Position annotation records
>>>>
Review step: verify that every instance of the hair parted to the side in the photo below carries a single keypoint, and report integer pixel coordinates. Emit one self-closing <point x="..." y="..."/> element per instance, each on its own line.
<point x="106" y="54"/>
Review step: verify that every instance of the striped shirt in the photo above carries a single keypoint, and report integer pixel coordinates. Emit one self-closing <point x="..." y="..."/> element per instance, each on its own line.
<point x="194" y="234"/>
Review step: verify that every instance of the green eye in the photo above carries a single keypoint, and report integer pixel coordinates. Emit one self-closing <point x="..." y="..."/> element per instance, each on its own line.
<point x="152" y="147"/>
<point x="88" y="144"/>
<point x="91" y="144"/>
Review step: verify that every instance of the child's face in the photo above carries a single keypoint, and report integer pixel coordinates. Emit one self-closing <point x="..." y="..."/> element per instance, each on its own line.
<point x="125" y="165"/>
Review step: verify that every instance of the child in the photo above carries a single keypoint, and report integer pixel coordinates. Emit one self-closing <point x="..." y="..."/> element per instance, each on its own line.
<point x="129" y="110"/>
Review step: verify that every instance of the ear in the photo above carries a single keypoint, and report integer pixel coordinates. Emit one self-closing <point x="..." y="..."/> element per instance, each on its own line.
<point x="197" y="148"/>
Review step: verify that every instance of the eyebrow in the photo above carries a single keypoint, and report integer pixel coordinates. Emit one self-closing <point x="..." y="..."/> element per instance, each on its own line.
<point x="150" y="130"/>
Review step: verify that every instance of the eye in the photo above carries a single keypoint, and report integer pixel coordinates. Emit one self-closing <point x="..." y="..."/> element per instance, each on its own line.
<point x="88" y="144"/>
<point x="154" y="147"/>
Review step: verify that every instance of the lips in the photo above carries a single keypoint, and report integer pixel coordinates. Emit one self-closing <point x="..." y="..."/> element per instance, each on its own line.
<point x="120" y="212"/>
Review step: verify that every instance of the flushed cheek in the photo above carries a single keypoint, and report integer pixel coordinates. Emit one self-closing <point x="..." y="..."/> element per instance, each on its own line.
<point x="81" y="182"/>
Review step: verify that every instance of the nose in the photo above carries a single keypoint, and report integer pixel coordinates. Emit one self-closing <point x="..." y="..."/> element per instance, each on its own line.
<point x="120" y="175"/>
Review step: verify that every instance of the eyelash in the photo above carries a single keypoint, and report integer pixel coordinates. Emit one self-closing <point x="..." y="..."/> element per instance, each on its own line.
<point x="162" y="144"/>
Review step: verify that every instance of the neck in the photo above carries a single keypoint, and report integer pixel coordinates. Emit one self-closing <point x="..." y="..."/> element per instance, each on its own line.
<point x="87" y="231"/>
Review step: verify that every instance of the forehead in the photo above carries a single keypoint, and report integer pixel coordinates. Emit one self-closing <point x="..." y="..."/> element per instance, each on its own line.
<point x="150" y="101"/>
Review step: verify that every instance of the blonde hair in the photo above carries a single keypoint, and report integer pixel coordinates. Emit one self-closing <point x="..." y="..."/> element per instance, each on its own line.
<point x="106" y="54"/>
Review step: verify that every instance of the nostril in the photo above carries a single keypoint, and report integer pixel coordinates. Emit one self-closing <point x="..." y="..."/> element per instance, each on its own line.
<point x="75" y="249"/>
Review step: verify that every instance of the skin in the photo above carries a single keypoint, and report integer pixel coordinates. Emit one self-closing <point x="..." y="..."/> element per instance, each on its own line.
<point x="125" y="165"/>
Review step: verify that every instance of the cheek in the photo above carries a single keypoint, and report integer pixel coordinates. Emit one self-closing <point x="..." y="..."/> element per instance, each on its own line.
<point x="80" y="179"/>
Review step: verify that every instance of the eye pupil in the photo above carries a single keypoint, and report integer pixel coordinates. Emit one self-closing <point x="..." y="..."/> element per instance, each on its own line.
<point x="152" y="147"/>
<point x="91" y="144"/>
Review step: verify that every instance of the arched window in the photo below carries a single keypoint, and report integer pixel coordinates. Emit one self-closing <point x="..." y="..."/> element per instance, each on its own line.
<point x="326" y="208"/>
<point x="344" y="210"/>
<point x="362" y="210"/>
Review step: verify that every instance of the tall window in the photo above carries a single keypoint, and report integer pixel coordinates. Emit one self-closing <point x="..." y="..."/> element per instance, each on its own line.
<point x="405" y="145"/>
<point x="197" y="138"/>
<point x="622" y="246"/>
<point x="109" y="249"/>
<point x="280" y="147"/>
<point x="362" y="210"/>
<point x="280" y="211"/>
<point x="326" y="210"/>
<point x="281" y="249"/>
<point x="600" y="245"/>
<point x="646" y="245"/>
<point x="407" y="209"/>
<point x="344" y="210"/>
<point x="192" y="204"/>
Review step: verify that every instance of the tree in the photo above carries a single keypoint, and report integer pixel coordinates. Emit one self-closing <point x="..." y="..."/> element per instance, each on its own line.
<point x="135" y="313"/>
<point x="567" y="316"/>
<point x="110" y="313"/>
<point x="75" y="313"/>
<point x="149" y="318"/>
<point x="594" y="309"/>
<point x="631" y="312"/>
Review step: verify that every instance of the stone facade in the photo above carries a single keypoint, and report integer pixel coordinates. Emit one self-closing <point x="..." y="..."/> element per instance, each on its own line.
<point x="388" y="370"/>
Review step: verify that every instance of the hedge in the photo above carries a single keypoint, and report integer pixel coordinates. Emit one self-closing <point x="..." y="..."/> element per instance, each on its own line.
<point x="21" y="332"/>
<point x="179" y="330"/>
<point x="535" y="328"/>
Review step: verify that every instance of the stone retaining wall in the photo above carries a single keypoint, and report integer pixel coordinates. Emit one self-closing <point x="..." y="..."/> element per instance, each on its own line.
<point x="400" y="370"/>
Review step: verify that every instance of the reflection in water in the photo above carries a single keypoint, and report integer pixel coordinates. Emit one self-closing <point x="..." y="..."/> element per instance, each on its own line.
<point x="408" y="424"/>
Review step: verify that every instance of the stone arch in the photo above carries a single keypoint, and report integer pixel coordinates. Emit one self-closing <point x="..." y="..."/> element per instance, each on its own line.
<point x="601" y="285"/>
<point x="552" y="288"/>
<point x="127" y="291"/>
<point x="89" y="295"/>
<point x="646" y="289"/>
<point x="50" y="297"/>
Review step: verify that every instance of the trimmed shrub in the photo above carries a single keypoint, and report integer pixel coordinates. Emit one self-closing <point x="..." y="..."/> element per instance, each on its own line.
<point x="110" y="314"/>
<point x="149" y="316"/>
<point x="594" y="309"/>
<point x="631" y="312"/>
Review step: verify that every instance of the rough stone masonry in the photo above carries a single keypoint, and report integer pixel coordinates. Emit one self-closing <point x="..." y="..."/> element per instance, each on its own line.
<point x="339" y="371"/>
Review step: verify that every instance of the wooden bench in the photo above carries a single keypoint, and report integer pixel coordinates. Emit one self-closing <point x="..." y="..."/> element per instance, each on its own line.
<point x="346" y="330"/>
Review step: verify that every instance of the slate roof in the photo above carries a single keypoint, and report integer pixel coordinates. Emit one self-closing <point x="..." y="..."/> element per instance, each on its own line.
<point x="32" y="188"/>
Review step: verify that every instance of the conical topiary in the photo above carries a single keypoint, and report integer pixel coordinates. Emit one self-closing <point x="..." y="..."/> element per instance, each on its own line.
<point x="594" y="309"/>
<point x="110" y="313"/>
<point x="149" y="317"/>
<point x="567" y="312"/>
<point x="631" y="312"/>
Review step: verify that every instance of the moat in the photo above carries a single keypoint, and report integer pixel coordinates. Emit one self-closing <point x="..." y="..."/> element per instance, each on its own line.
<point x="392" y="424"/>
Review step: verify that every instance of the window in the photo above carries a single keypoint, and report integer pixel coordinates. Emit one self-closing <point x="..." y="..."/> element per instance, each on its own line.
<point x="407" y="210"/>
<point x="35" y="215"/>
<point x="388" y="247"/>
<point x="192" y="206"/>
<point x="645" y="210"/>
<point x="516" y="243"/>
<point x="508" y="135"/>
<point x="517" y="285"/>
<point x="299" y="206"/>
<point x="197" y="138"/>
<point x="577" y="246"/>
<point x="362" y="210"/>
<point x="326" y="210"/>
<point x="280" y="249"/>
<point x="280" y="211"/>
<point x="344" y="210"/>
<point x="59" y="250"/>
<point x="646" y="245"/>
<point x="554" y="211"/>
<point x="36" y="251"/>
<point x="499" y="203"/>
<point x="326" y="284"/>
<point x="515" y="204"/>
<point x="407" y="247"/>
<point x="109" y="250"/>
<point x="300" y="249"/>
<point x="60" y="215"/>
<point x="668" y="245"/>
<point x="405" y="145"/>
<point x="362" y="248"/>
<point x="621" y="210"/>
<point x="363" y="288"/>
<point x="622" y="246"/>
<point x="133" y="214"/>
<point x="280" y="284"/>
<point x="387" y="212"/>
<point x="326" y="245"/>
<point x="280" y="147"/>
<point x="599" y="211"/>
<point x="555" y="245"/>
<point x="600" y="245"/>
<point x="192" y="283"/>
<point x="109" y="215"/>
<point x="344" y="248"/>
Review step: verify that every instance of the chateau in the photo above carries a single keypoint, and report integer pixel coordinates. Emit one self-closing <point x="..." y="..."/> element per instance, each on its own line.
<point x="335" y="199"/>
<<<<
■ **What this task involves**: Only the lines from the one containing "Review step: verify that every instance of the conical" to the end of the records should be repeated, exactly as they appear.

■ **Task answer**:
Review step: verify that every instance of the conical topiary in the photo above carries a single keypoint, and report integer pixel coordinates. Emit one self-closing <point x="..." y="..."/> element per instance, each on its own line.
<point x="594" y="309"/>
<point x="110" y="313"/>
<point x="149" y="317"/>
<point x="567" y="312"/>
<point x="631" y="312"/>
Review step: verify that every instance of the moat in the photo above carries a single keypoint, and report integer pixel coordinates. Emit one self-closing <point x="..." y="..."/> element per instance, each on its own line.
<point x="392" y="424"/>
Review step: verify that every instance of the window in the photo above carries a single keypoint, and report integer pixel coordinates. Emit one self-closing <point x="..." y="..."/> element per instance, each on its own line.
<point x="407" y="210"/>
<point x="35" y="215"/>
<point x="388" y="247"/>
<point x="192" y="206"/>
<point x="645" y="210"/>
<point x="516" y="243"/>
<point x="508" y="135"/>
<point x="517" y="285"/>
<point x="299" y="206"/>
<point x="197" y="138"/>
<point x="577" y="246"/>
<point x="362" y="210"/>
<point x="326" y="210"/>
<point x="280" y="249"/>
<point x="280" y="211"/>
<point x="344" y="210"/>
<point x="59" y="250"/>
<point x="646" y="245"/>
<point x="554" y="211"/>
<point x="36" y="251"/>
<point x="499" y="203"/>
<point x="326" y="284"/>
<point x="515" y="204"/>
<point x="407" y="247"/>
<point x="109" y="250"/>
<point x="300" y="249"/>
<point x="60" y="215"/>
<point x="668" y="245"/>
<point x="405" y="145"/>
<point x="362" y="248"/>
<point x="621" y="210"/>
<point x="363" y="288"/>
<point x="622" y="246"/>
<point x="133" y="214"/>
<point x="280" y="284"/>
<point x="387" y="212"/>
<point x="326" y="245"/>
<point x="280" y="147"/>
<point x="599" y="211"/>
<point x="555" y="245"/>
<point x="600" y="245"/>
<point x="192" y="283"/>
<point x="109" y="215"/>
<point x="344" y="248"/>
Review step: verify that every instance of the chateau in the photo above carries a single keypoint, and report integer pixel coordinates. Emit one self-closing <point x="..." y="..."/> element per instance, each on its own line.
<point x="335" y="199"/>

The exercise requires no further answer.